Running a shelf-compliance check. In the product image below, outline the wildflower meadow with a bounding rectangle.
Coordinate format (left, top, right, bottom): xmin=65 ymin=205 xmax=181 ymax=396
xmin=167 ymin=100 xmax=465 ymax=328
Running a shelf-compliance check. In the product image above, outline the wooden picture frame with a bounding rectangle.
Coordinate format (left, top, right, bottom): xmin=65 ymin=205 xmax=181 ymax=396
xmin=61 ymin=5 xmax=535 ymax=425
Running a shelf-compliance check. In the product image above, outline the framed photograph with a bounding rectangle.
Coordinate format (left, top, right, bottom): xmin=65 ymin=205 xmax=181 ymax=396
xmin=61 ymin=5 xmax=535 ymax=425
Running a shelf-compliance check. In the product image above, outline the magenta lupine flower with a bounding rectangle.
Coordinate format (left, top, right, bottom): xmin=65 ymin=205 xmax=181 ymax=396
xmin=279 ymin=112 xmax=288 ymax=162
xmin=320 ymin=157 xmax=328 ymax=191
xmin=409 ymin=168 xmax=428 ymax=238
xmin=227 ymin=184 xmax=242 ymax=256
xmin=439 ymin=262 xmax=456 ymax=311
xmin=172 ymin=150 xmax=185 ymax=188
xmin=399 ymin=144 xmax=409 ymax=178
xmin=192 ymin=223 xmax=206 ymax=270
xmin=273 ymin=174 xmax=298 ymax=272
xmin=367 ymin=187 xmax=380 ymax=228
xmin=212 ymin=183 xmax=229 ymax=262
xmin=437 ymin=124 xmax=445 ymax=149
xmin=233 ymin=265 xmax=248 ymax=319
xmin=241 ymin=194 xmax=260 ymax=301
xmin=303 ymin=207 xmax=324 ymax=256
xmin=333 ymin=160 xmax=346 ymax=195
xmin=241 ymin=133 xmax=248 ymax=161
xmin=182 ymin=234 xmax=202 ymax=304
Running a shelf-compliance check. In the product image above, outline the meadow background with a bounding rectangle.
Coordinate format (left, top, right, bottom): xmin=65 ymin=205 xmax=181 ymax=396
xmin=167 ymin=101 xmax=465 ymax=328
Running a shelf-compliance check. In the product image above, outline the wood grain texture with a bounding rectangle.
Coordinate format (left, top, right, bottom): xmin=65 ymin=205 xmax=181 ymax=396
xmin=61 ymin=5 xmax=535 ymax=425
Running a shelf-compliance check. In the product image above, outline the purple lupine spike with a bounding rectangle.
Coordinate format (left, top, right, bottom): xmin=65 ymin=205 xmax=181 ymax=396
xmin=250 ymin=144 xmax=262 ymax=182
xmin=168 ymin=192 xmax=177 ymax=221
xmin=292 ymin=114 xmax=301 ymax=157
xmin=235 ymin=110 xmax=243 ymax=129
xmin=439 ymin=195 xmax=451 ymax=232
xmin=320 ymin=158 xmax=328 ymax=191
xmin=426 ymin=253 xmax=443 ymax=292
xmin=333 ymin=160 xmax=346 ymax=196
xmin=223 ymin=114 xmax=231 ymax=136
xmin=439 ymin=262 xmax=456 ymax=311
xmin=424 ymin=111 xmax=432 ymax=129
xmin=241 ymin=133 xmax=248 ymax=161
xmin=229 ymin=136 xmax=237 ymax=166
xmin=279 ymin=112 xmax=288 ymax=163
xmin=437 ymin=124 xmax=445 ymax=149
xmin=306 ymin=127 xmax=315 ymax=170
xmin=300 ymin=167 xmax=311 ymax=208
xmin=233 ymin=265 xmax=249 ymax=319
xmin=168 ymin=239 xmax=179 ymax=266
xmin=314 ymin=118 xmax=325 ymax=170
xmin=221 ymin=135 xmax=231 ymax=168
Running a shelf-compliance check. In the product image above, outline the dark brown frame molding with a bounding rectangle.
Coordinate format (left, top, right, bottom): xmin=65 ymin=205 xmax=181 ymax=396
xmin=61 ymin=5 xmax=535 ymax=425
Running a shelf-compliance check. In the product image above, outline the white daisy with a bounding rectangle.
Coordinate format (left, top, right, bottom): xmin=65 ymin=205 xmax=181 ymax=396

· · ·

▸ SET EXERCISE: Reproduce the entire listing above line for line, with no changes.

▸ TASK ANSWER:
Running a shelf-compliance check. In the product image below, outline the wildflower meadow with a bounding rectangle.
Coordinate format (left, top, right, bottom): xmin=65 ymin=205 xmax=181 ymax=396
xmin=167 ymin=100 xmax=465 ymax=328
Running a shelf-compliance check. In the product image above, outline the wooden picture frame with a bounding rectangle.
Coordinate format (left, top, right, bottom): xmin=65 ymin=205 xmax=181 ymax=396
xmin=61 ymin=5 xmax=535 ymax=425
Running a shelf-compliance check. In the product image above, outline the framed photograph with a bounding rectangle.
Coordinate format (left, top, right, bottom): xmin=65 ymin=205 xmax=181 ymax=396
xmin=61 ymin=5 xmax=535 ymax=425
Running a shelf-compliance check. In the product image above, outline the magenta lupine flower with a bounding rectangle.
Coordinate format (left, top, right, bottom): xmin=65 ymin=205 xmax=181 ymax=396
xmin=279 ymin=112 xmax=288 ymax=162
xmin=320 ymin=157 xmax=328 ymax=191
xmin=409 ymin=168 xmax=428 ymax=238
xmin=227 ymin=184 xmax=242 ymax=256
xmin=439 ymin=262 xmax=456 ymax=311
xmin=172 ymin=150 xmax=185 ymax=188
xmin=399 ymin=144 xmax=409 ymax=178
xmin=192 ymin=223 xmax=206 ymax=270
xmin=273 ymin=174 xmax=298 ymax=272
xmin=367 ymin=187 xmax=380 ymax=228
xmin=212 ymin=183 xmax=229 ymax=262
xmin=437 ymin=124 xmax=445 ymax=149
xmin=233 ymin=265 xmax=248 ymax=319
xmin=241 ymin=194 xmax=260 ymax=301
xmin=303 ymin=207 xmax=324 ymax=256
xmin=333 ymin=160 xmax=346 ymax=195
xmin=241 ymin=133 xmax=248 ymax=161
xmin=182 ymin=234 xmax=202 ymax=304
Running a shelf-compliance check. In the product image above, outline the meadow background with a bounding rectangle.
Coordinate format (left, top, right, bottom): xmin=65 ymin=205 xmax=181 ymax=396
xmin=167 ymin=101 xmax=465 ymax=328
Running a shelf-compliance check. In the product image above, outline the wood grain texture with a bounding rectangle.
Coordinate format (left, top, right, bottom): xmin=65 ymin=205 xmax=181 ymax=396
xmin=61 ymin=5 xmax=535 ymax=425
Running a shelf-compliance check. In the product image above, outline the purple lupine spike with a bounding rectangle.
Coordinate format (left, top, right, bottom): xmin=65 ymin=205 xmax=181 ymax=396
xmin=250 ymin=144 xmax=262 ymax=182
xmin=168 ymin=192 xmax=177 ymax=221
xmin=292 ymin=114 xmax=301 ymax=157
xmin=235 ymin=110 xmax=243 ymax=129
xmin=439 ymin=195 xmax=451 ymax=232
xmin=320 ymin=158 xmax=328 ymax=191
xmin=426 ymin=253 xmax=443 ymax=292
xmin=333 ymin=160 xmax=346 ymax=196
xmin=223 ymin=114 xmax=231 ymax=136
xmin=439 ymin=262 xmax=456 ymax=311
xmin=424 ymin=111 xmax=432 ymax=129
xmin=241 ymin=133 xmax=248 ymax=161
xmin=229 ymin=136 xmax=237 ymax=166
xmin=279 ymin=112 xmax=288 ymax=163
xmin=437 ymin=124 xmax=445 ymax=149
xmin=306 ymin=127 xmax=315 ymax=170
xmin=300 ymin=167 xmax=311 ymax=208
xmin=233 ymin=265 xmax=249 ymax=319
xmin=168 ymin=239 xmax=179 ymax=266
xmin=314 ymin=118 xmax=325 ymax=170
xmin=221 ymin=135 xmax=231 ymax=168
Running a shelf-compliance check. In the product image above, outline the dark brown frame molding with a bounding rectangle.
Coordinate format (left, top, right, bottom): xmin=65 ymin=205 xmax=181 ymax=396
xmin=61 ymin=5 xmax=535 ymax=425
Running a shelf-compliance check. In the product image above, outline the white daisy with a bounding rectangle.
Coordinate format (left, top, right, bottom): xmin=65 ymin=205 xmax=181 ymax=396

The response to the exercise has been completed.